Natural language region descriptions

--- START ---

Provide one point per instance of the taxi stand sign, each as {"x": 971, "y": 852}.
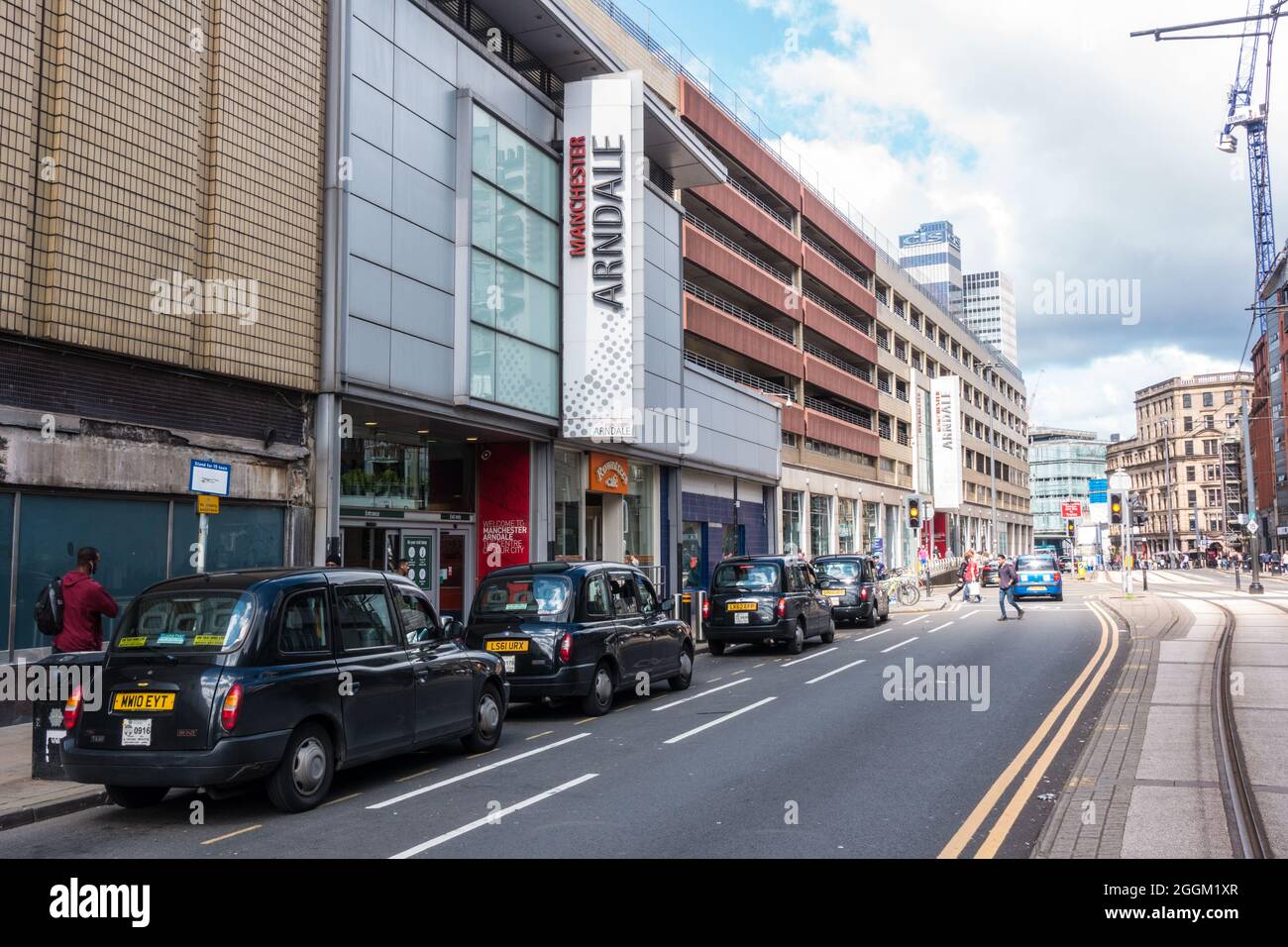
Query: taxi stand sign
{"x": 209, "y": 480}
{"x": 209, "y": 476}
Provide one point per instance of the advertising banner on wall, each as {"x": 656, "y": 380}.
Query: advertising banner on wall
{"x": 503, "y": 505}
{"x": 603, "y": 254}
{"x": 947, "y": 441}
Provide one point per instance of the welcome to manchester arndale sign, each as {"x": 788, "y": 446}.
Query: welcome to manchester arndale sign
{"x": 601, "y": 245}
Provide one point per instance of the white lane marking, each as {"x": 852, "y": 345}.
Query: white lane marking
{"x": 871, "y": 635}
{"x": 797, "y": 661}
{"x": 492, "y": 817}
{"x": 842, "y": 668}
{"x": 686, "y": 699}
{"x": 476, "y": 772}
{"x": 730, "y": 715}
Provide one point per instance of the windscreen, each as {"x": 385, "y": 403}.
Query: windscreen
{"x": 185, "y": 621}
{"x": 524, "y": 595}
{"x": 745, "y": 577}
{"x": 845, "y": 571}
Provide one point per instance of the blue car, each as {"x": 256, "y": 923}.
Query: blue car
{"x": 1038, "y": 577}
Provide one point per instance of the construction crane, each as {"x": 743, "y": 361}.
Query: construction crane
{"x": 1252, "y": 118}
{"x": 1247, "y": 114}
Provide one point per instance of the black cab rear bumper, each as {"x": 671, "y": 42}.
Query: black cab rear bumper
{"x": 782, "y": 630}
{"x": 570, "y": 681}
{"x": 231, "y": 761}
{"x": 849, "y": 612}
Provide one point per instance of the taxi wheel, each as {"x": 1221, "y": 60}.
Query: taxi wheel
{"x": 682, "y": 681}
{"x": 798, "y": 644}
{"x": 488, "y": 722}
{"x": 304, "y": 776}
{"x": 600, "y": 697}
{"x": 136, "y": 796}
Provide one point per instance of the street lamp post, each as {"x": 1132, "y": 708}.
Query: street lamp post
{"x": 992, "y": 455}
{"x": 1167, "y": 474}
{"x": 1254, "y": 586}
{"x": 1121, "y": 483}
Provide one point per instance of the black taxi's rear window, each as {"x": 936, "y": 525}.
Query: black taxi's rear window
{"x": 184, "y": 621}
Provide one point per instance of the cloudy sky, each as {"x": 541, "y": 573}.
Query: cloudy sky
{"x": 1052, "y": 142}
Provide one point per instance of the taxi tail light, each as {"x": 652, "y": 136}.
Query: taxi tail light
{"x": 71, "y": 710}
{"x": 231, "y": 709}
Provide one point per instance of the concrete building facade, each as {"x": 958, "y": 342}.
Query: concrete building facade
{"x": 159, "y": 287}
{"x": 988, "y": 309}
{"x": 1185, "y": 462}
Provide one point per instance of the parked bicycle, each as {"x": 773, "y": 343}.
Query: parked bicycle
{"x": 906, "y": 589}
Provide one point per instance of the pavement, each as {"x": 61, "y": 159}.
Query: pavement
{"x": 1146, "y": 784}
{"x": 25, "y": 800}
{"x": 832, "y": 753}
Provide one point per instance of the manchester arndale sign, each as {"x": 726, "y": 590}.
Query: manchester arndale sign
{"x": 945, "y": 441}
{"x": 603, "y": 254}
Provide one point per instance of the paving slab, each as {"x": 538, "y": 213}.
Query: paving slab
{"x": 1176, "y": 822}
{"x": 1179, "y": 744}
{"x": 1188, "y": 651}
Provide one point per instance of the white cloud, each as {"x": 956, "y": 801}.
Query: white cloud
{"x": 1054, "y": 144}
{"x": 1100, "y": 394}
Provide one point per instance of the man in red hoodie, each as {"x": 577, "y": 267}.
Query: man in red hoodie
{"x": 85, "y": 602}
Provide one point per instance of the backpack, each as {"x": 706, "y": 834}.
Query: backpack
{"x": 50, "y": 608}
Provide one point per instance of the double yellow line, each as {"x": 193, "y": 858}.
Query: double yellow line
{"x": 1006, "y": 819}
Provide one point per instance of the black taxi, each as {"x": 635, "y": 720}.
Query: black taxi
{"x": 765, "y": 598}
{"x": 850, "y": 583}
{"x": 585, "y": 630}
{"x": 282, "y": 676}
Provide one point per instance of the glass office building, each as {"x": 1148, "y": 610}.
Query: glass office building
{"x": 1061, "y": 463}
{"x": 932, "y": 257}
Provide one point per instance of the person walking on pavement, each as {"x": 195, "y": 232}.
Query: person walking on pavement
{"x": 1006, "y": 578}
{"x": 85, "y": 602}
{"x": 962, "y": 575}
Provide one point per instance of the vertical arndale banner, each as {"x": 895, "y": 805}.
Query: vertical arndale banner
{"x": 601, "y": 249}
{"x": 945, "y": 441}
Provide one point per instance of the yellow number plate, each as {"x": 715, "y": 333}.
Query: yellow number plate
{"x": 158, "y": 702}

--- END ---

▶ WHAT YOU HAVE TO DO:
Word for word, restate the lines above from the line containing "Provide one point per instance of the manchester" through the line containing "Provide one point per instance of the double", with both included and nothing else.

▶ YOUR SOLUTION:
Provide one point per instance of the manchester arndale sign, each as {"x": 726, "y": 590}.
Query: manchester arndale sign
{"x": 945, "y": 441}
{"x": 603, "y": 254}
Provide one point per instance of the paving slab, each as {"x": 538, "y": 213}.
Query: paving slab
{"x": 1176, "y": 822}
{"x": 1179, "y": 744}
{"x": 1188, "y": 651}
Provide one point per instance of the white cloud, each as {"x": 956, "y": 801}.
Query: white cloud
{"x": 1054, "y": 144}
{"x": 1100, "y": 394}
Provide one point per instance of the man in red hoodie, each as {"x": 577, "y": 267}.
Query: man in red hoodie
{"x": 85, "y": 602}
Provide one point per instance of the backpack, each as {"x": 706, "y": 834}.
Query: backpack
{"x": 50, "y": 608}
Provide one point per instance of the double yellow line, each as {"x": 193, "y": 858}.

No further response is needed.